DATA TO PROCESS:
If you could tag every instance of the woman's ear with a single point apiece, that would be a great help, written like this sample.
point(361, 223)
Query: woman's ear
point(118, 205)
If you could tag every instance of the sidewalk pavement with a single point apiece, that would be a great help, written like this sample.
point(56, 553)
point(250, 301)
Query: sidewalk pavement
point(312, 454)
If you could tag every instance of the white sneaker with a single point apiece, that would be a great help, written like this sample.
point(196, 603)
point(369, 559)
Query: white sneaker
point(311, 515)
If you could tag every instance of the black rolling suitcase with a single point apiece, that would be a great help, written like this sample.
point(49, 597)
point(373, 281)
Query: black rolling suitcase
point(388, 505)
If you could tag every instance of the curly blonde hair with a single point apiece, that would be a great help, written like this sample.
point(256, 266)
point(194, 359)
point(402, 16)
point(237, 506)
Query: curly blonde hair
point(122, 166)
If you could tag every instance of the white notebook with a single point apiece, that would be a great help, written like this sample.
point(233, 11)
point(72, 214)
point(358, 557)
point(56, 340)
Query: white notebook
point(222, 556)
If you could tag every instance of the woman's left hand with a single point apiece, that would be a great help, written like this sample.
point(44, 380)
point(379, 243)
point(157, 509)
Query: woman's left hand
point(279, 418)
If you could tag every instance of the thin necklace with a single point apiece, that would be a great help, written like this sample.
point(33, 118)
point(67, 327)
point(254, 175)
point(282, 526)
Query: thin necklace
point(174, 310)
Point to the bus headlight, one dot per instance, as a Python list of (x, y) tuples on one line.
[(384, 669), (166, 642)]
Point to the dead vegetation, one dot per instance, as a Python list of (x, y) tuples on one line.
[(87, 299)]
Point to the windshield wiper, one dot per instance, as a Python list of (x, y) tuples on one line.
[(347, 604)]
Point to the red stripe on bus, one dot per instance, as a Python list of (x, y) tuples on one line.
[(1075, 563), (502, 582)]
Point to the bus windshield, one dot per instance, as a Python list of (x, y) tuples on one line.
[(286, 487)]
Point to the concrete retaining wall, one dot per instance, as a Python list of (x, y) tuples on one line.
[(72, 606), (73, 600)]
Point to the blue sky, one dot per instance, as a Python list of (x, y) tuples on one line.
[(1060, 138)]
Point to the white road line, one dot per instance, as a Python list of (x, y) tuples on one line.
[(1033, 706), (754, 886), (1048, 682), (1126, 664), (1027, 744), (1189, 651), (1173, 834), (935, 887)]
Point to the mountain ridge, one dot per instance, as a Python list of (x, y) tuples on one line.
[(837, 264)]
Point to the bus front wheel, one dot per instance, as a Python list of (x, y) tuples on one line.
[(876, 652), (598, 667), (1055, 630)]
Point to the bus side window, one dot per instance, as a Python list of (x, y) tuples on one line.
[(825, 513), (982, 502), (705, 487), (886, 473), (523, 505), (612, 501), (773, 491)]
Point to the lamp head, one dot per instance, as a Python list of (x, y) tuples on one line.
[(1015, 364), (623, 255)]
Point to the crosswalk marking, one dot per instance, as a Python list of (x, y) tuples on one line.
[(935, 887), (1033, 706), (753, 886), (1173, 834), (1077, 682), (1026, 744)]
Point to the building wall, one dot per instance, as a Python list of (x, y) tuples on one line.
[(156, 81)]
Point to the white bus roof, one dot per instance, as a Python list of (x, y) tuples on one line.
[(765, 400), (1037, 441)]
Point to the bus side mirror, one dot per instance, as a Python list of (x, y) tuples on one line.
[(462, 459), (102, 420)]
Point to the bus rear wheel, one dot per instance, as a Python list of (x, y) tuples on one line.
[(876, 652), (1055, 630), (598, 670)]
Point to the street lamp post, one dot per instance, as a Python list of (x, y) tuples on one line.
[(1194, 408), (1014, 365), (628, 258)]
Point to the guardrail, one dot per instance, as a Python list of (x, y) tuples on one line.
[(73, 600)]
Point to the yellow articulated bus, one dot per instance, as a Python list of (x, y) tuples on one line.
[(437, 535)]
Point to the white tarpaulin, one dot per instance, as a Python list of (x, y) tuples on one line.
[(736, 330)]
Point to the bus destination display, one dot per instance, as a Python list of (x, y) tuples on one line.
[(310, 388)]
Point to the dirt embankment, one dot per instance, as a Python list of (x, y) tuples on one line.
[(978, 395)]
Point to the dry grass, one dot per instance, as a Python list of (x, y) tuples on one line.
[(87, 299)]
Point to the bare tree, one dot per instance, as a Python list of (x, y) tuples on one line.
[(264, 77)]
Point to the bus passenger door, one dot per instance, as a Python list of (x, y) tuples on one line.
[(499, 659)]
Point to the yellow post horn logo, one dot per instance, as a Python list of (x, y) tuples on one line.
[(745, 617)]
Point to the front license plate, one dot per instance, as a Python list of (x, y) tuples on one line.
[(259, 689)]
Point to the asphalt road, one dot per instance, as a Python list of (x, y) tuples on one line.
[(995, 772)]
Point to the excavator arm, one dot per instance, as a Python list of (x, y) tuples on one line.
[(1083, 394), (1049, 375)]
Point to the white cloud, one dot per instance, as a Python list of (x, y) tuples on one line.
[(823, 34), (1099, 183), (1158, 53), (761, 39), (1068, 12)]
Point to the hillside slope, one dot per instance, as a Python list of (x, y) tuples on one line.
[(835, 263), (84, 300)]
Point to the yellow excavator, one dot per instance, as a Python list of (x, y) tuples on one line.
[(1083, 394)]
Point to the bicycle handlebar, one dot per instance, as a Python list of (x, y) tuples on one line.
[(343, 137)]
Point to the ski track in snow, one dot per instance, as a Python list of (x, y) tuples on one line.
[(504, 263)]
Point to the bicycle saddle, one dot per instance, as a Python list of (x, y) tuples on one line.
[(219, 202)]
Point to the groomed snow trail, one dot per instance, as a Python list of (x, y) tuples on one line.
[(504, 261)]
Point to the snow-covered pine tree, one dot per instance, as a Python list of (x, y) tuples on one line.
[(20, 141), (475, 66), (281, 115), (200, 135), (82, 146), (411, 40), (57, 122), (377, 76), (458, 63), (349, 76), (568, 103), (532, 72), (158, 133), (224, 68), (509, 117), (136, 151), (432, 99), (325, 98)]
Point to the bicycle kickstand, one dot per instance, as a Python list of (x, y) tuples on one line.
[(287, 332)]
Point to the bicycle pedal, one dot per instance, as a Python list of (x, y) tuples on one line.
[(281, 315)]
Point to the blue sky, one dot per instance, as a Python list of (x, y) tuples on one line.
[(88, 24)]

EXERCISE AIM: Keep only the lines of the listing that contain the word "this", and copy them.

ANSWER BOX:
If you could tag every instance of the woman's ear with a single point apiece, that would be a great help, written like this sample.
If you could tag every instance of the sidewalk pavement with a single point apiece, that would be a great help, written like this sample.
If you could tag every instance of the white sneaker with a single point apiece, that would be a great help, written like this sample.
If you could tag every instance of the black rolling suitcase with a single point apiece, that would be a great help, written like this sample.
If you could tag every instance of the curly blonde hair with a single point apiece, that would be a great help, written like this sample.
If you could tag every instance of the white notebook with a single point apiece, that would be a great help, written like this sample.
If you could tag every instance of the woman's left hand with a single point apiece, that would be a great help, written like this sample.
If you could tag every instance of the thin necklace with a single point apiece, that would be a great help, written like this sample.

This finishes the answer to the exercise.